* DIRECTION: Please rewrite the items below, changing "jar lid" to "bottle cap" and keeping everything else the same. Leave the pictures out.

* INPUT:
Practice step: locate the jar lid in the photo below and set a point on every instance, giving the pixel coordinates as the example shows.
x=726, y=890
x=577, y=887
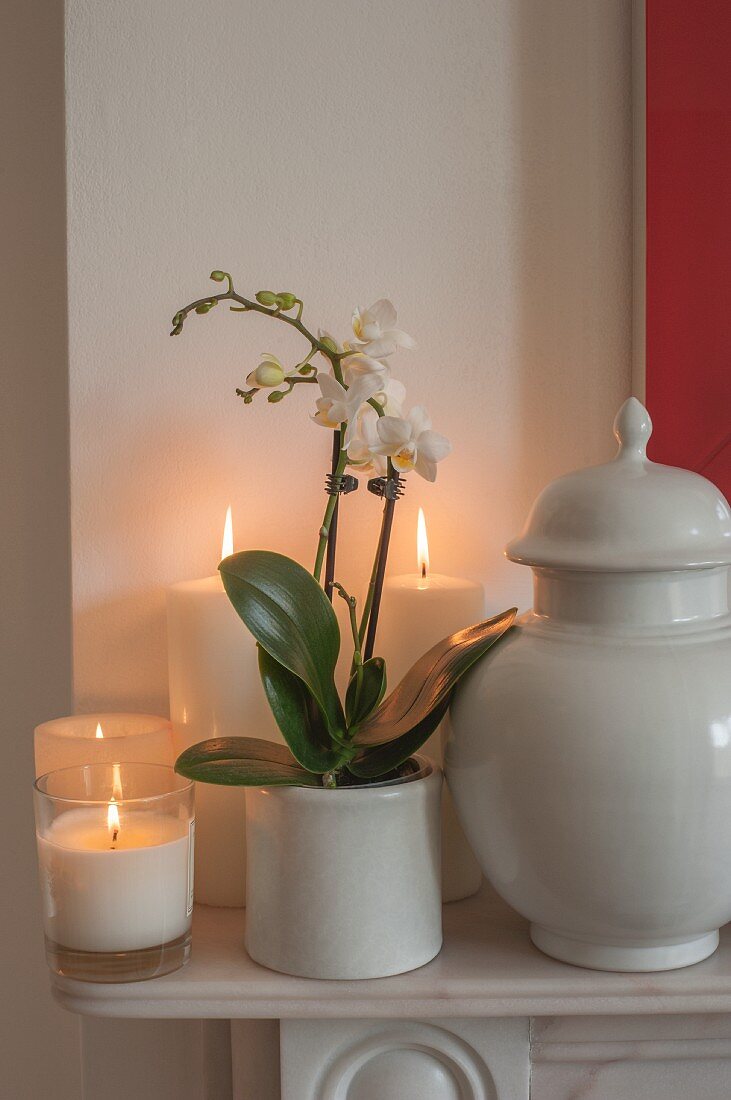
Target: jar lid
x=629, y=514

* REPLY TO THE TASK:
Practice step: locate the bottle cap in the photo below and set a point on every instance, giving the pixel coordinates as the example shows.
x=726, y=890
x=577, y=887
Target: bottle cap
x=629, y=514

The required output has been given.